ESTRATTO ::
Ben riassume quei giorni cupi della resa, la famosa canzone di Arnaldo Fusinato.

Sulle tue pagine scolpisci o Storia,
l’altrui nequizie e la sua gloria
e grida ai posteri tre volte infame
chi vuol Venezia morta di fame.
Viva Venezia:
L’ira nemica, la Sua risuscita
Virtude antica,
ma il morbo infuria, ma il pan ci manca.
Sul ponte sventola bandiera bianca.

Veneti alla spedizione dei Mille
160 furono i Veneti che parteciparono alla spedizione dei Mille ( 35 da Vicenza, 32 da Padova, 25 da Treviso,24 da Verona,21 da Padova,15 da Rovigo,8 da Belluno, il secondo gruppo dopo quello lombardo. Parteciparono inoltre circa 60 studenti e ex studenti dell’ Università di Padova, da sempre centro di irredentismo, dei quali 6 persero la vita tra i quali lo scrittore Ippolito Nievo. Il Veneto nella spedizione ebbe anche 2 primati:

-Il più giovane garibaldino, Giuseppe Marchetti, chioggiotto che undicenne si imbarcò con il padre allo scoglio di Quarto.

-L’unica donna garibaldina combattente, Antonia Masanello di Montemerlo (Padova) che con il marito, camuffata da soldato sotto il falso nome di Antonio Marinello, partecipò sul campo alle operazioni dei Mille, ottenendo al termine il brevetto di caporale ed il congedo con onore.

Nella 3° guerra d’indipendenza nel 1866 i 2/3 dei 38.000 componenti del Corpo Volontari di Garibaldi che vinsero a Bezzecca, erano volontari veneti che tra non poche difficoltà dovute ai controlli austriaci, riuscirono ad arruolarsi.

150° Anniversario dell’ Unità d’Italia- Festeggiare si, ma….

E’ giusto festeggiare questo Anniversario dell’ Unità d’Italia con una mano nel cuore ma con l’altra libera perché a 150 anni di distanza serve un nuovo Risorgimento. Ricordando coloro che si sono sacrificati per un’ Italia unita non possiamo più accettare chi ha tradito e tuttora tradisce i loro ideali: sono molti nel nostro paese quelli che ora festeggiano ma contemporaneamente ignorano o si fanno beffe dei principi per i quali i patrioti di allora hanno combattuto, tanto che l’Italia di oggi sembra un paese alla rovescia, con un lungo elenco di cose sbagliate più di quelle valide.

Per cominciare la Costituzione tanto invocata dice che la Repubblica Italiana è fondata sul lavoro che ha purtroppo il record europeo delle tasse più basse e delle retribuzioni più basse. I Sincadati hanno fatto finora tanta sterile opposizione mentre troppe volte è mancata anche la responsabilità degli Imprenditori verso il Paese.

Una giustizia da 3° mondo che nessun paese moderno tollererebbe ed una burocrazia elefantiaca ed inefficiente con una visione miope delle esigenze dei cittadini ci impedisce di progredire anzi ci fa regredire. Ci sarà pure qualche responsabile del degrado delle nostre città, dell’ urbanizzazione senza controlli con l’ irreparabile distruzione dell’ ambiente che ne deriva. C’è stato ma è svanito.

Estratti di dati di etichettatura dei luoghi
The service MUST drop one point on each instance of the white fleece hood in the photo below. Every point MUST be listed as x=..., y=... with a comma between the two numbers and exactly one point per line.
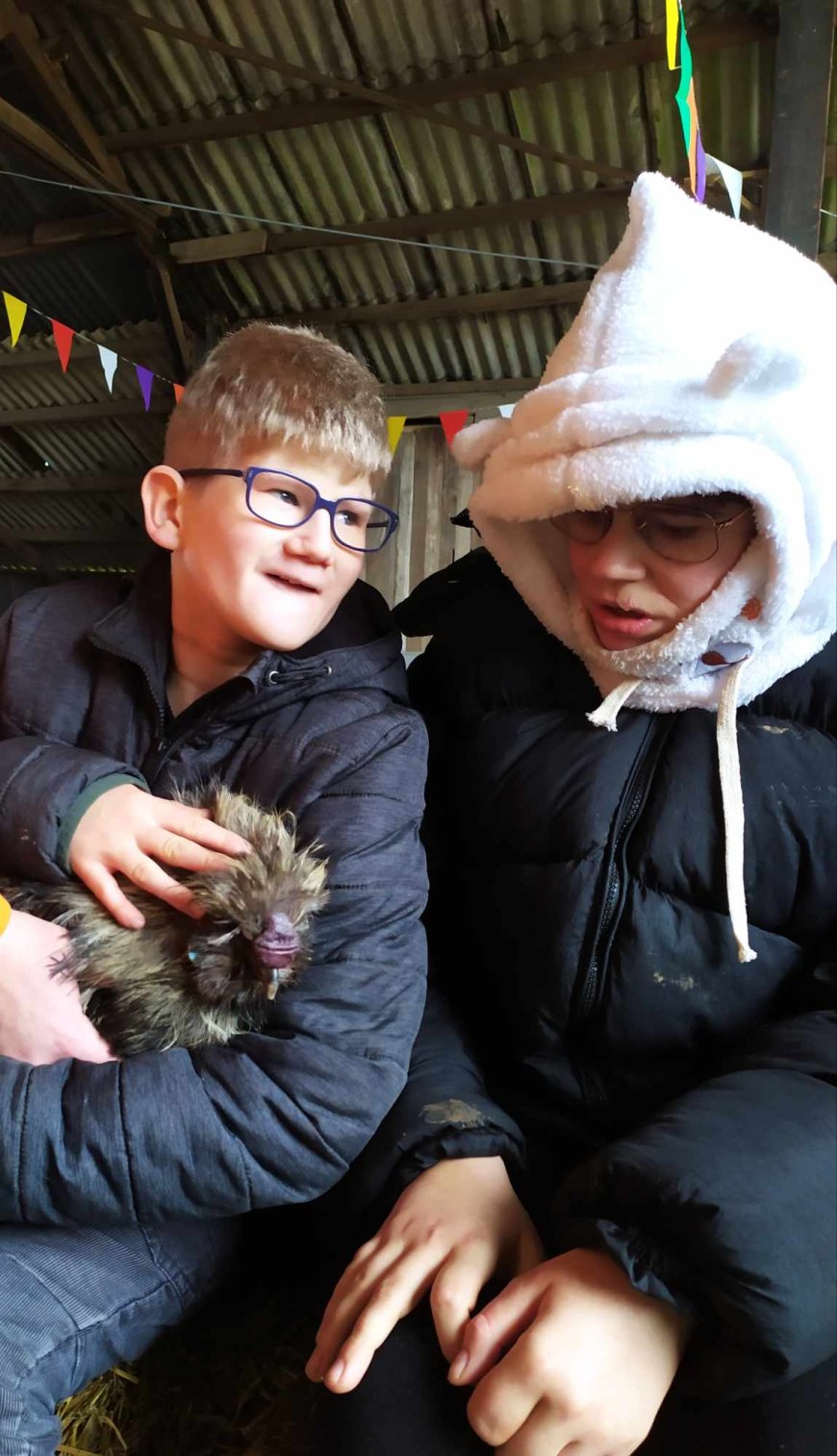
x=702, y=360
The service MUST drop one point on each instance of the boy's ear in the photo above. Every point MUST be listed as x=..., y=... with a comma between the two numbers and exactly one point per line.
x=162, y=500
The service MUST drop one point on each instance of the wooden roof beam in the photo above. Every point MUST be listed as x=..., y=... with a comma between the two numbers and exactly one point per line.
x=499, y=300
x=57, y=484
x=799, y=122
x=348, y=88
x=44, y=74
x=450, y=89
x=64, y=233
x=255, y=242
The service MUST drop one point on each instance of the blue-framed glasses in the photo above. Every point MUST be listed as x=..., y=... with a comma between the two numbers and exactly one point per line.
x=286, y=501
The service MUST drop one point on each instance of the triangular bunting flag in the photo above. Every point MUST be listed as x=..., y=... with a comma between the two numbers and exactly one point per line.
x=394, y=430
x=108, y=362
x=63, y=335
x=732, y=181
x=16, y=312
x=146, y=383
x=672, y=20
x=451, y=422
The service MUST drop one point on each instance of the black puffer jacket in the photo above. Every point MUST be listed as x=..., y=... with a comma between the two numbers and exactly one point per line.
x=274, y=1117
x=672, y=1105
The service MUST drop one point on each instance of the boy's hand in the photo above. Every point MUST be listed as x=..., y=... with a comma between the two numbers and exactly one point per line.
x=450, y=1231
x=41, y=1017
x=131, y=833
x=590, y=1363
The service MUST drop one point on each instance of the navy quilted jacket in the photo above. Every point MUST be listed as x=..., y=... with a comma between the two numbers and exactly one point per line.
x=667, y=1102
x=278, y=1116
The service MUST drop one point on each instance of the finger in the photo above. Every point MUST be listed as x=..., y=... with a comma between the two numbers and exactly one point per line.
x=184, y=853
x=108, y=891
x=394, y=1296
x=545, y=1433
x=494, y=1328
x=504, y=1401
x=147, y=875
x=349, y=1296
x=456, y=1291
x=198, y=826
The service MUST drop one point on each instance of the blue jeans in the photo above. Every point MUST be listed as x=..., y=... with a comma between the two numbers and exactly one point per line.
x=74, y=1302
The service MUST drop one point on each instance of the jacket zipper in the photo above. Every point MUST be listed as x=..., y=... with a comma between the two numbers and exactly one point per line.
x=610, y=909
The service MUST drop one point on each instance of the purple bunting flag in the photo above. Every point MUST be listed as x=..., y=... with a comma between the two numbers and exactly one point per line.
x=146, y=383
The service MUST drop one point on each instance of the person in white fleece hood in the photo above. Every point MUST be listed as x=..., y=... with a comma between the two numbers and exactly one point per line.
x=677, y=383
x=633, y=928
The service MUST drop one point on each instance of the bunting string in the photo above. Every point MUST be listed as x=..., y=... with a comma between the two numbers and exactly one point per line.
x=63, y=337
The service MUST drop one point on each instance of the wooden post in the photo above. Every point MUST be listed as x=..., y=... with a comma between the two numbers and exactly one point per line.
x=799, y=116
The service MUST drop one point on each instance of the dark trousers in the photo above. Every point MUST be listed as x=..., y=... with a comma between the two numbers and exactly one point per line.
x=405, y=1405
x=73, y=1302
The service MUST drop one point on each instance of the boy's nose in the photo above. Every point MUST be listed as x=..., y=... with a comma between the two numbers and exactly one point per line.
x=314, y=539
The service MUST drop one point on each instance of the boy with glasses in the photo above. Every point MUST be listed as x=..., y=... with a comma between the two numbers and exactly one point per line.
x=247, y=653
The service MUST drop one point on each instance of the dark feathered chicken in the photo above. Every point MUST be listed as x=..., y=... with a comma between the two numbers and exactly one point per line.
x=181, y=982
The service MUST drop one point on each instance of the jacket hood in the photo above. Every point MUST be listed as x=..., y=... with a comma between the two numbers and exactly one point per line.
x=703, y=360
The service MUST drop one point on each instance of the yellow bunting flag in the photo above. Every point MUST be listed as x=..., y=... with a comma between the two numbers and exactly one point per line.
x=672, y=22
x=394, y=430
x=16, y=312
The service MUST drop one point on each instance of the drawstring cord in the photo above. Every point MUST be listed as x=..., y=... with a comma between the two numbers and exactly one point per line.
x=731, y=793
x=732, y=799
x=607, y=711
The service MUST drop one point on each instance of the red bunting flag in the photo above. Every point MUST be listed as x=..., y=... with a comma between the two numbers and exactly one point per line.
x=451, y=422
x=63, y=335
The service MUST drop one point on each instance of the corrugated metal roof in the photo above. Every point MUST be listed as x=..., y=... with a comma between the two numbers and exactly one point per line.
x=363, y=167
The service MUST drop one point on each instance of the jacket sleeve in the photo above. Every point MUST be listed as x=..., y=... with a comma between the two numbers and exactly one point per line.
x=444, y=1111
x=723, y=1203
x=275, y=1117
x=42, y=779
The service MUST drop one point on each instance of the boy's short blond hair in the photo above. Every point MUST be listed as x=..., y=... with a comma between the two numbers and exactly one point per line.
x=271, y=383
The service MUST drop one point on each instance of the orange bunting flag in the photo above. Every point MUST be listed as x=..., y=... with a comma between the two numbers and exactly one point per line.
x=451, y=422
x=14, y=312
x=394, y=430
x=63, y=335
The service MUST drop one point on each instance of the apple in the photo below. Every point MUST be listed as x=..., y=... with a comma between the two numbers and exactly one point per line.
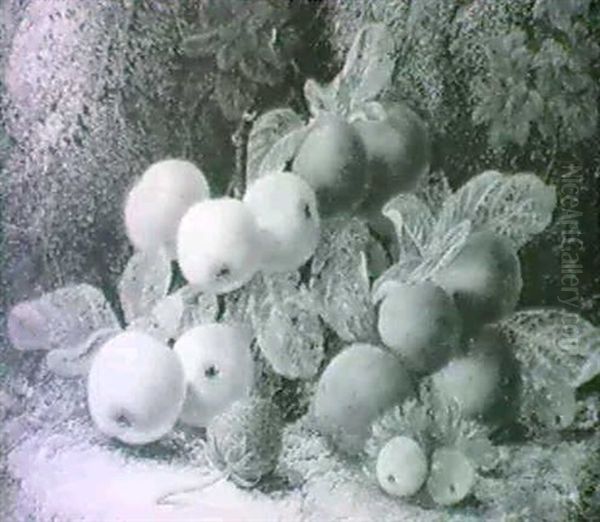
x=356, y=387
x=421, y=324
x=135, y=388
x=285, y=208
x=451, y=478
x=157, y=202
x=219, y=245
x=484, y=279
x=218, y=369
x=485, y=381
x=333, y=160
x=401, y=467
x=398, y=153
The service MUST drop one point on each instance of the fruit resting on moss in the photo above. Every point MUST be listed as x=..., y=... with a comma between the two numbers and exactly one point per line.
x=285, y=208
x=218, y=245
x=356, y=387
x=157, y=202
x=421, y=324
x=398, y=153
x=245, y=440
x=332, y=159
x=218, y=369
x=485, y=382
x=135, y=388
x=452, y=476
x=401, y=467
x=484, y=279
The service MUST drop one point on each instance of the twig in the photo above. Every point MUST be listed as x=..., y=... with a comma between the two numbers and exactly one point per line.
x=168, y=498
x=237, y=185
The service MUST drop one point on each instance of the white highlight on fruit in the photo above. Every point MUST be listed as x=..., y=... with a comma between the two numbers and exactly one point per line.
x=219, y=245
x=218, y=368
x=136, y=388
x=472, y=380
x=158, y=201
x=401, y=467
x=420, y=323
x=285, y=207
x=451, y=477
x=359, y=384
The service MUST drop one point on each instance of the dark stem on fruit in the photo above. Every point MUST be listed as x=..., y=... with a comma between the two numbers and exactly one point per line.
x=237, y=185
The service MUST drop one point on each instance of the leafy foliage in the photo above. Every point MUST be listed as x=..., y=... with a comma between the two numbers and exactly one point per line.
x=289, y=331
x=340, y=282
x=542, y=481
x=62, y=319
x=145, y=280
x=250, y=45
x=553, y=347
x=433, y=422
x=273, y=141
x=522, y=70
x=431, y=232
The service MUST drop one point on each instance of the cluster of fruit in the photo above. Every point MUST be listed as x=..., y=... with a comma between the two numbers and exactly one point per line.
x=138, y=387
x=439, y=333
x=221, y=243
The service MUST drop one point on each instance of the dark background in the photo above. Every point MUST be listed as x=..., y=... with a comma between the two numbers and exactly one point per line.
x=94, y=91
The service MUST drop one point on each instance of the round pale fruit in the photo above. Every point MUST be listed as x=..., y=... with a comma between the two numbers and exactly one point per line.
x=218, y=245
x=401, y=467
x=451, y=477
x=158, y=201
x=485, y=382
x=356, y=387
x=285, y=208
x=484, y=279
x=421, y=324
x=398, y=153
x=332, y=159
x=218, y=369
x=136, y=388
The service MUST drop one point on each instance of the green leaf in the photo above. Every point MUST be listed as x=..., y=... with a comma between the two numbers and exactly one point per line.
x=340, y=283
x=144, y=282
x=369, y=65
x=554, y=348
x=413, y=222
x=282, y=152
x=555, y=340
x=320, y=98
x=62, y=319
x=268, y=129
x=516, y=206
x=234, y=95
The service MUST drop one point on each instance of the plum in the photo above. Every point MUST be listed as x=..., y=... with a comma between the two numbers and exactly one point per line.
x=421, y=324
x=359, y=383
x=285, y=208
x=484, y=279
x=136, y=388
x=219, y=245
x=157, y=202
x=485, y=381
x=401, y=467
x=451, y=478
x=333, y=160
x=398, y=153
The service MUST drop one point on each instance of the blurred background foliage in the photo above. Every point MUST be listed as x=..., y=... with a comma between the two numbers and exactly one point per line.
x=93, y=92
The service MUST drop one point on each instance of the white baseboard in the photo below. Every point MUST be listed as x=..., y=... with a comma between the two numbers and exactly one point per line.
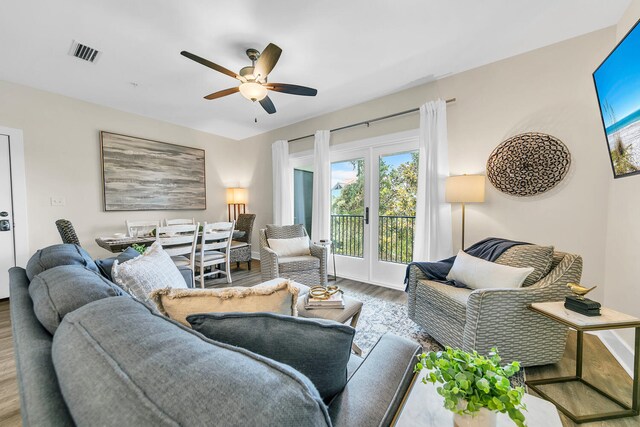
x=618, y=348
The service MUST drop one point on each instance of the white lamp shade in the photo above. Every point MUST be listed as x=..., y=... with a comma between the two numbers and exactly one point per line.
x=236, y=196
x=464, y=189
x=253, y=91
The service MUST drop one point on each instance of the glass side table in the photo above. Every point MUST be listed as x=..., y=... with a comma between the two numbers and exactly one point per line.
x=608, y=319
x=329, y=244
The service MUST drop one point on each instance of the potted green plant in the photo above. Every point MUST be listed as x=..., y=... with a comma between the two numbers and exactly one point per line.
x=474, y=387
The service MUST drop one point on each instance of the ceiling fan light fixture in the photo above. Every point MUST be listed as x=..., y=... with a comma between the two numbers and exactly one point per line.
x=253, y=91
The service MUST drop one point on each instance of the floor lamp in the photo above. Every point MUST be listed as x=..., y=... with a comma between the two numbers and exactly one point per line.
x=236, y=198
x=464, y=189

CONSEGNA 1 :: Traduci in inglese questa frase dell'estratto: "Nella 3° guerra d’indipendenza nel 1866 i 2/3 dei 38.000 componenti del Corpo Volontari di Garibaldi che vinsero a Bezzecca, erano volontari veneti che tra non poche difficoltà dovute ai controlli austriaci, riuscirono ad arruolarsi."
CONSEGNA 2 :: Riporta il tratto dell'estratto che va da "-L’unica donna garibaldina" fino a "congedo con onore.".

RISPOSTA FINALE 1 :: In the Third War of Independence in 1866, two thirds of the 38,000 members of Garibaldi's Volunteer Corps who won at Bezzecca were Venetian volunteers who, despite considerable difficulties caused by Austrian controls, managed to enlist.

RISPOSTA FINALE 2 ::
-L’unica donna garibaldina combattente, Antonia Masanello di Montemerlo (Padova) che con il marito, camuffata da soldato sotto il falso nome di Antonio Marinello, partecipò sul campo alle operazioni dei Mille, ottenendo al termine il brevetto di caporale ed il congedo con onore.